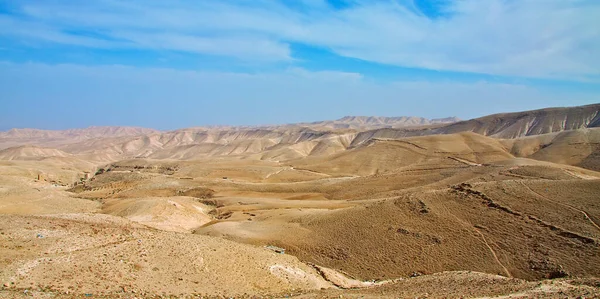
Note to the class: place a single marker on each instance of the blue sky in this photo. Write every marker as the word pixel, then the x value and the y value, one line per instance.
pixel 175 64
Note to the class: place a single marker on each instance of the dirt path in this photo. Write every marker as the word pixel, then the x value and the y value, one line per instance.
pixel 493 253
pixel 564 205
pixel 484 241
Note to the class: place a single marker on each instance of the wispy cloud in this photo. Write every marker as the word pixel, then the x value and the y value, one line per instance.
pixel 527 38
pixel 78 96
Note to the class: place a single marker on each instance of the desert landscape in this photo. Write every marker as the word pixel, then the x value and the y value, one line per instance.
pixel 502 206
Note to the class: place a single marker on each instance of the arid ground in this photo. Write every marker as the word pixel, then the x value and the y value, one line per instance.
pixel 505 206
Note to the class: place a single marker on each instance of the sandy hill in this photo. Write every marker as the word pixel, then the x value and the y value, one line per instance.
pixel 505 125
pixel 372 122
pixel 288 142
pixel 26 152
pixel 577 147
pixel 504 206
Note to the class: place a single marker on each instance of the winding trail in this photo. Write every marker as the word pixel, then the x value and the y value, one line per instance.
pixel 484 241
pixel 592 222
pixel 493 253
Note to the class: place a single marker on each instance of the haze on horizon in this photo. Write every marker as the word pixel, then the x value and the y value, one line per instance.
pixel 67 64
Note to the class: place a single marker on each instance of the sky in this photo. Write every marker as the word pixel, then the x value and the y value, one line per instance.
pixel 177 63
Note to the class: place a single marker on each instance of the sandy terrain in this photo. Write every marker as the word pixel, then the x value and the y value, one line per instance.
pixel 354 208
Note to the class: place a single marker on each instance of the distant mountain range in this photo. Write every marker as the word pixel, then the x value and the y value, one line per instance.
pixel 280 143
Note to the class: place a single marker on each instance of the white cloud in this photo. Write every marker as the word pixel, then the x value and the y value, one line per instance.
pixel 51 96
pixel 529 38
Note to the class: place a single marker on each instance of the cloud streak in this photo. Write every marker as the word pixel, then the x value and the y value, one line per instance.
pixel 67 96
pixel 524 38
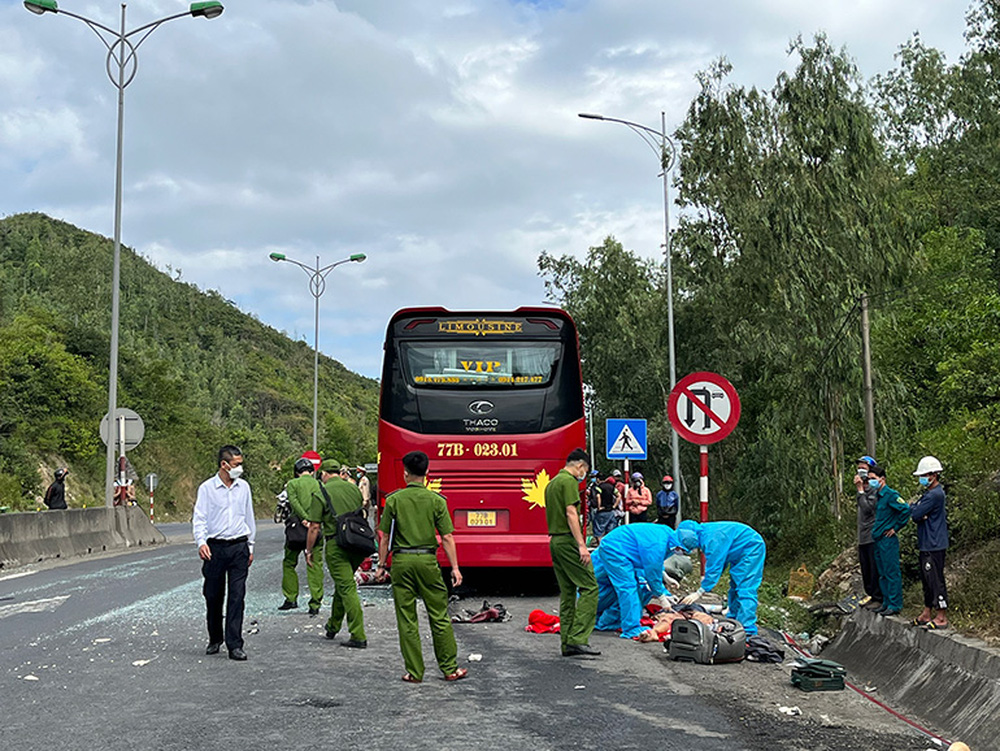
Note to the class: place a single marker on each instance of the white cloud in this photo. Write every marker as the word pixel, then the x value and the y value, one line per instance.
pixel 440 139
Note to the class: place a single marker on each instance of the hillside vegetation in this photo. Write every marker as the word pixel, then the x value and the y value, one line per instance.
pixel 199 372
pixel 796 199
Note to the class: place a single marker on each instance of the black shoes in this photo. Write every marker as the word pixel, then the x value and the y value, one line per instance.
pixel 580 650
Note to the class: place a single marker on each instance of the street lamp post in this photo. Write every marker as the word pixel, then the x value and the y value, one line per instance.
pixel 664 147
pixel 121 65
pixel 317 285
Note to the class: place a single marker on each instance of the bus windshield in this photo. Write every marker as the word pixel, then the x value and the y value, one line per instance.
pixel 478 364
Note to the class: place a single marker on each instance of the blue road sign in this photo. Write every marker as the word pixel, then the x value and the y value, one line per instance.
pixel 626 439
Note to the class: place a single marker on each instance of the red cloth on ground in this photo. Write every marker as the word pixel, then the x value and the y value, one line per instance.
pixel 540 622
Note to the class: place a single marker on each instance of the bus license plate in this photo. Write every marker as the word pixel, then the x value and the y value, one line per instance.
pixel 482 519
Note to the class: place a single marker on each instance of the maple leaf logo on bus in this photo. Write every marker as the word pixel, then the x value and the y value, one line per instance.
pixel 534 490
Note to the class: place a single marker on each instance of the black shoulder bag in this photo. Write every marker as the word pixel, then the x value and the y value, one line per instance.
pixel 352 534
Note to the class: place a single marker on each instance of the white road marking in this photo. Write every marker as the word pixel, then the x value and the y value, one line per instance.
pixel 34 606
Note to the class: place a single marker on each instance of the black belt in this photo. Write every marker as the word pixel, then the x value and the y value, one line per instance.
pixel 221 541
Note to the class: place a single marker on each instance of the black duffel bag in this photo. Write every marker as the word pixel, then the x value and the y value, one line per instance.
pixel 352 533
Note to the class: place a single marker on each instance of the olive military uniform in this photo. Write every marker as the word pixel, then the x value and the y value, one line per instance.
pixel 576 616
pixel 300 492
pixel 419 515
pixel 344 497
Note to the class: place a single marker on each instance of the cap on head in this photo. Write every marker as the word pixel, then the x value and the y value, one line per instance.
pixel 929 465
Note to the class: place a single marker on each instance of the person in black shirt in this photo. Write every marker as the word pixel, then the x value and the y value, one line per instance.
pixel 55 495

────

TASK STATEMENT: Go through the material and set it down again exactly, but without any pictures.

EXPECTED OUTPUT:
Note to the class: place a single marker on each instance of the blue sky in this photo. Write every marker as the word pixel, then the x value and the y value, one line per instance.
pixel 175 64
Note to the class: place a single marker on each instance of the dirt path in this photo. Write every marker as the word pixel, then the x value and the y value, one line per instance.
pixel 493 253
pixel 564 205
pixel 484 241
Note to the class: place a single marker on each instance of the wispy cloud in this photo. Write every marker as the word pixel, then the x value and the y value, one line per instance.
pixel 527 38
pixel 78 96
Note to the class: place a single marker on each instance of the desert landscape in this photo. Write every marker as the word pixel, then the x value and the y value, one line per instance.
pixel 502 206
Note to the class: place a single marker on each instance of the arid ground in this photo. Write every marker as the word pixel, then the x value and the y value, one line per instance.
pixel 505 206
Note to the class: place a single marker on each instance of the sandy hill in this photo. Write every marker as the word pixel, then the x value and the y value, one line per instance.
pixel 505 125
pixel 372 122
pixel 288 142
pixel 26 152
pixel 577 147
pixel 504 206
Note to the class: place a single marker on each instance of the winding trail in this photo. Write every marker as the word pixel, then the x value and the y value, one line per instance.
pixel 484 241
pixel 592 222
pixel 493 253
Note to the class: place a single marker on each instance of the haze on horizon in this photo. Write every marker as the word pixel, then the x value and the y value, one line per instance.
pixel 67 64
Note to the class: place a single marker on each instance of the sky in this photo. Write every marker as the word pixel, then the x value and the y value, one line per instance.
pixel 177 63
Note to the class: place a single marker on each instance of the sandy terrain in this photo. Write every marker as the word pixel, then the x value and the y value, one line per instance.
pixel 354 208
Note to the class: place a single marker on each instance of the distant mountain range in this photo. Write every marker as the word pixel, then the x value and the y value, one line per instance.
pixel 280 143
Note to the class: place a single marker on each instance of the white cloud in this photo. Write every marker as the word pixel, then the x value and the y value, one line per instance.
pixel 51 96
pixel 529 38
Note to the class: place a single marker on each instance of the cloud streak in this photo. Write every marker as the word pixel, then the x value and the y value, one line per instance.
pixel 67 96
pixel 524 38
Note to the class: place a single marker on each instance of the white cloud in this photo. Write every marker as the word pixel, then the x value and the y value, one line per instance.
pixel 440 139
Note to the class: place a single marker on each instance of the hillside vegetation in this photo. Write every marker as the word pixel, then the x value and the y value, one line per instance.
pixel 199 372
pixel 796 199
Note to the class: place a single marker on each instance of the black shoes in this photo. Write every marker as the word pixel, then the x value and the y value, one line per instance.
pixel 580 650
Note to the class: place a single marker on each instance of the street lamp post in this photo. Write every marker as the word pixel, then the x value and the y value, one line per instance.
pixel 664 147
pixel 121 65
pixel 317 285
Note to the class: place a single marker on each instance of the bus windshield in this photo. Write every marker as the word pixel, then the x value and the y value, one line per instance.
pixel 478 364
Note to the class: place a single marker on each instance of the blue road sign in this photo. Write every marker as the word pixel, then the x value and the y value, one line per instance.
pixel 626 439
Note to the class: place a single marker on each instance of the red cloth on ground in this photo. Write every marker as the word pixel, then the x value and the y value, one line per instance.
pixel 540 622
Note to the class: place a single marker on each instance of the bus license plate in this photo. Write every marker as the word pixel, then the x value and the y value, one line per instance.
pixel 482 519
Note to the class: place a single marker on each instance of the maple leaf logo on bus in this photo. Write every marker as the word pixel, then the x value and the y value, one line per instance.
pixel 534 490
Note to the class: place a single marker on each instance of the black shoulder bag in this photo. Write every marker as the word pixel, then the x value and the y value, one line per instance.
pixel 352 534
Note to the class: place a single marker on each instance of the white road marking in this photo. Write every marker as the word pixel, then the x value and the y value, one line per instance.
pixel 34 606
Note to the class: place a single marker on each instance of the black belt in this photo. Write every marker as the word pixel, then the x value and the y value, one line per instance.
pixel 221 541
Note to the class: place a single marker on each instance of the black duffel bag in this photo. Write every marker as the word pixel, then the x value and the y value, one line per instance.
pixel 352 533
Note to the class: place a single marker on each instance of the olive military uniform in this photo. Write every marker as the word pixel, then the x value and the y value, one line per instance.
pixel 576 616
pixel 300 492
pixel 419 515
pixel 344 497
Note to the class: place a single marker on each instance of the cap on head in this photo. Write every marker as the word pixel, then the x value and the y value, one line per instance.
pixel 929 465
Note to the class: place a single marker on each instance of the person in black shirt in this photo. Write every marker as the word pixel, then the x value and the y value, one line per instance.
pixel 55 495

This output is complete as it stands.